Segment Start: DATASET EXTRACT

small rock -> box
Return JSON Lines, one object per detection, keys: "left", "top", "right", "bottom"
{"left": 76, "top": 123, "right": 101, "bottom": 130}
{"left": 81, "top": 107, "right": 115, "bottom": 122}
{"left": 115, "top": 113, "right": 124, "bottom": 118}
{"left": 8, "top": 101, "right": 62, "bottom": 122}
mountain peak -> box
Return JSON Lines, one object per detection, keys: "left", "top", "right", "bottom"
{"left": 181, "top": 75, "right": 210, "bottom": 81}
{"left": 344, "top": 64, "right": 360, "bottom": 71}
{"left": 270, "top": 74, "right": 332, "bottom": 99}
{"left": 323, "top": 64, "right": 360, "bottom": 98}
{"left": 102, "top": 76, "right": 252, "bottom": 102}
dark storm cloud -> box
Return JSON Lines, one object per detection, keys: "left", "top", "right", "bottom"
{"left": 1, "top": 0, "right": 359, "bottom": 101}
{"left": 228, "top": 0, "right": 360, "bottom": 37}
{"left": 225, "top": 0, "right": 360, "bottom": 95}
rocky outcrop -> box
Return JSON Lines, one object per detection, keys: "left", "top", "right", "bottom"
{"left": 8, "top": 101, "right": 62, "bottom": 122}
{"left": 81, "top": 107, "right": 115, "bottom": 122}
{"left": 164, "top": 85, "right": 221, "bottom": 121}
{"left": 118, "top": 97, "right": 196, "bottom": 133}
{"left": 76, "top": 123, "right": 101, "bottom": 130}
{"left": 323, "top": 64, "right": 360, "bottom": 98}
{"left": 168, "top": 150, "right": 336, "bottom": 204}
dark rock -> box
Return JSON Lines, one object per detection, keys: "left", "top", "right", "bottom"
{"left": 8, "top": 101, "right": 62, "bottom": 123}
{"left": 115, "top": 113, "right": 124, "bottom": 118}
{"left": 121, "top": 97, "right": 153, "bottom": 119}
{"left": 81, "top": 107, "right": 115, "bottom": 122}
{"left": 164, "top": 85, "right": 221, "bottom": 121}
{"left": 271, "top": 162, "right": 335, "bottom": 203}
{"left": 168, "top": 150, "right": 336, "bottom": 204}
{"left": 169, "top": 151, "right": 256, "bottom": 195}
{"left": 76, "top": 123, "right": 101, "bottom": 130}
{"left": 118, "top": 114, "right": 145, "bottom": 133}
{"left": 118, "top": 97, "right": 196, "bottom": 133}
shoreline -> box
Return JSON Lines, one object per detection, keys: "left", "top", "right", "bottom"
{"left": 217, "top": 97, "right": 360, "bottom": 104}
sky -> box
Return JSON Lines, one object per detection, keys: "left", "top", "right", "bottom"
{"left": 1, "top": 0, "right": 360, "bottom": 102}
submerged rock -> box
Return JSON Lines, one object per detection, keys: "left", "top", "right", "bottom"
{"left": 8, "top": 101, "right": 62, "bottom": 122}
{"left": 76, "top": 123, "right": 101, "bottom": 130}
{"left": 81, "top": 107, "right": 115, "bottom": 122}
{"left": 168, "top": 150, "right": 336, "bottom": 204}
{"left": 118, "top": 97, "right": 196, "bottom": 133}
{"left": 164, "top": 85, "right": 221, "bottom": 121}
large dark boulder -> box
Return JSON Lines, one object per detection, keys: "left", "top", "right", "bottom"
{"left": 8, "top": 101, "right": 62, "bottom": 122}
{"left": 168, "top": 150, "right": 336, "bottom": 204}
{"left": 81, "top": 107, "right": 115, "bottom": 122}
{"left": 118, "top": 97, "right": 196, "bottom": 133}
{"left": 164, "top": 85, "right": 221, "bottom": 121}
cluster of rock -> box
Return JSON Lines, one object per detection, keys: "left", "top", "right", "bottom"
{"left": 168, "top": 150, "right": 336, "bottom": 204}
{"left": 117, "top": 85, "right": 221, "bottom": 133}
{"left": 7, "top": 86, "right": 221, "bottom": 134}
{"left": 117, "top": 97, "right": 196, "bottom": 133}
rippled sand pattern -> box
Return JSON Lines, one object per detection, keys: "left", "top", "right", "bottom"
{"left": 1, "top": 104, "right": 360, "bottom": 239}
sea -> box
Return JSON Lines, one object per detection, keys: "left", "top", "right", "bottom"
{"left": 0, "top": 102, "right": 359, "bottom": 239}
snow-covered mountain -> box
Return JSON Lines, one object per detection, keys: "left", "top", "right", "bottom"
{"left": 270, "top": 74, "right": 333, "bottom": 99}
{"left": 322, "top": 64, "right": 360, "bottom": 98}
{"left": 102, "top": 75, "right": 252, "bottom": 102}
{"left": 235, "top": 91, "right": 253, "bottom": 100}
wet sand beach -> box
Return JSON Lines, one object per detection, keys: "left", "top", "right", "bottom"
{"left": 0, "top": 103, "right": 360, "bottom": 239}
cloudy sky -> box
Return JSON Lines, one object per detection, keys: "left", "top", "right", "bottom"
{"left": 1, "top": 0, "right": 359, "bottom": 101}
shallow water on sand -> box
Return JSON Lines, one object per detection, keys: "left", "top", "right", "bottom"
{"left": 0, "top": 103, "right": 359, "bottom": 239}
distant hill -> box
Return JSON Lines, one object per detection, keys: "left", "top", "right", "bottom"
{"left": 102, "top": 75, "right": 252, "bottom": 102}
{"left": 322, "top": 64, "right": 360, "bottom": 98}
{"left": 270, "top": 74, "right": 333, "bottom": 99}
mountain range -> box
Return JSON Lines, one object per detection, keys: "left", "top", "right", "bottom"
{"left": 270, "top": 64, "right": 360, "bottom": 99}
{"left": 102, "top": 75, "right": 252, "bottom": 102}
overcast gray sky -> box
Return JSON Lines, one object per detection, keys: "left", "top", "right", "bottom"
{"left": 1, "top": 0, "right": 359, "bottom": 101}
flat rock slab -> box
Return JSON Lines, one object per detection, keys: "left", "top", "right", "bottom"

Segment End: DATASET EXTRACT

**EXERCISE GOAL**
How many lines of the listing hold the string "dark"? Give the number alone.

**YOUR RESPONSE**
3